• TASKS TO COMPLETE:
**a)** Could you transcribe the stretch of the Ganda Boys interview from "Q1a: The Ganda" through "and 11 below)"?
**b)** Would you go on with the interview about the Ganda Boys from where it stops?

• GIVEN TEXT:

Q1. Are the Ganda Boys and the Ganda Foundation the same institution? What are the major activities of the Foundation and what are the activities of the Ganda Boys?

Q1a: The Ganda Boys and their charitable organisation, the Ganda Foundation, are distinctly two separate entities and keep their trade and financial activities quite separate. The Ganda Boys are purely a music group, which composes, records and performs our songs, yet contains the inspiration for our social message and creates a beautiful conduit for telling our stories and inspiring people around the globe. The latter, our Ganda Foundation, is a UK registered charity, that is entirely concerned about delivering aid to the needy. We have operated mainly in rural Uganda since 2009, focusing on Kawolo and Mulogo hospitals (medical equipment) and Lugazi Community Primary School (educational materials and computer labs). Recently, in the last couple of years, we have taken on the wider refugee cause in both Uganda and also in Europe. (see questions 9, 10 and 11 below)

Q2. How did you come to the musical scene?

• DATA UNDER STUDY:
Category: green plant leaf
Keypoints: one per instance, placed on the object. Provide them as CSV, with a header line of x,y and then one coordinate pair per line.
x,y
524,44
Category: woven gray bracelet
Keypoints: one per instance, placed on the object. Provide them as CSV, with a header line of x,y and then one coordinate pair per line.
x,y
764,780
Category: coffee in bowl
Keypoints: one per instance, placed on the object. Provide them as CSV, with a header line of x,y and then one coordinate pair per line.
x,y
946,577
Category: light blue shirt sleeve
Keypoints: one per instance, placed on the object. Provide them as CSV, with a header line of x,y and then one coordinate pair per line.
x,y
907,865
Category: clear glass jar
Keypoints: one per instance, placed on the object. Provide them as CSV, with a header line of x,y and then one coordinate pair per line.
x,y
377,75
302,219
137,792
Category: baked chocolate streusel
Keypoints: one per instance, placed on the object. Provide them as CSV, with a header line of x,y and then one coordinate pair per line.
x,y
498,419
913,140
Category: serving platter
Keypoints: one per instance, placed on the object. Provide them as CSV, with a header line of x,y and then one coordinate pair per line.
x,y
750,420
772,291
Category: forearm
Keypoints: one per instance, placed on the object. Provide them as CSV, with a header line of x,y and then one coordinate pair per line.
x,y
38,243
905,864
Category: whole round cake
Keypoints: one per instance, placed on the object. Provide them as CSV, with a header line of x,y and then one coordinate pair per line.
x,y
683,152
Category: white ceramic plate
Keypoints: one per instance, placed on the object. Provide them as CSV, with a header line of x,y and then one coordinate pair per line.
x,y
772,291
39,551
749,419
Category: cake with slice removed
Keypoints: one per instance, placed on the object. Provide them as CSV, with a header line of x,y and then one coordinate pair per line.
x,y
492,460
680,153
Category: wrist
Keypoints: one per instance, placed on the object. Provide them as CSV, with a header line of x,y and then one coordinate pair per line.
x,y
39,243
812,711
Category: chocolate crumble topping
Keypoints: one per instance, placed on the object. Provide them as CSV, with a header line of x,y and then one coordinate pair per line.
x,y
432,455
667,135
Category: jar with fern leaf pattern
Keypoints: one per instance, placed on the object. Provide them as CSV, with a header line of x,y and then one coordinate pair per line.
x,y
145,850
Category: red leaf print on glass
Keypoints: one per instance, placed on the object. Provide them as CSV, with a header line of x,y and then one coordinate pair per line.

• ACTIVITY ANSWERS:
**a)**
Q1a: The Ganda Boys and their charitable organisation, the Ganda Foundation, are distinctly two separate entities and keep their trade and financial activities quite separate. The Ganda Boys are purely a music group, which composes, records and performs our songs, yet contains the inspiration for our social message and creates a beautiful conduit for telling our stories and inspiring people around the globe. The latter, our Ganda Foundation, is a UK registered charity, that is entirely concerned about delivering aid to the needy. We have operated mainly in rural Uganda since 2009, focusing on Kawolo and Mulogo hospitals (medical equipment) and Lugazi Community Primary School (educational materials and computer labs). Recently, in the last couple of years, we have taken on the wider refugee cause in both Uganda and also in Europe. (see questions 9, 10 and 11 below)

**b)**
Q2a: The Ganda Boys first met together at the BBC in London in 2008, when our Ganda Boys music director, Craig Pruess, was commissioned to compose the music for a BBC prime time television series called “Moses Jones” — an award-winning drama about Ugandan musicians struggling to survive in London, UK. Former Ugandan popular group, DaTwinz (Denis Mugagga and Daniel Sewagudde) had been living in London for some years and were asked to advise the series production team on Ugandan culture, and ended up assisting Craig in writing four African-fusion songs that became part of the key drama scenes. A feature of the series was a live African band in full swing in a London “African” styled club — expertly constructed by the BBC carpenters and stylists. These scenes and songs became part of the drama. The musical collaboration for this project was so successful, and the music so appreciated (a British Academy Award nomination for Best Original Music for Craig Pruess) that it was quite effortless that Craig, Denis and Daniel would continue to work together. Ganda Boys as a name and new identity quickly followed, as did the first concerts, recordings and then more and more songs. It hasn’t stopped since then!

Q3. Why did you change to another music genre?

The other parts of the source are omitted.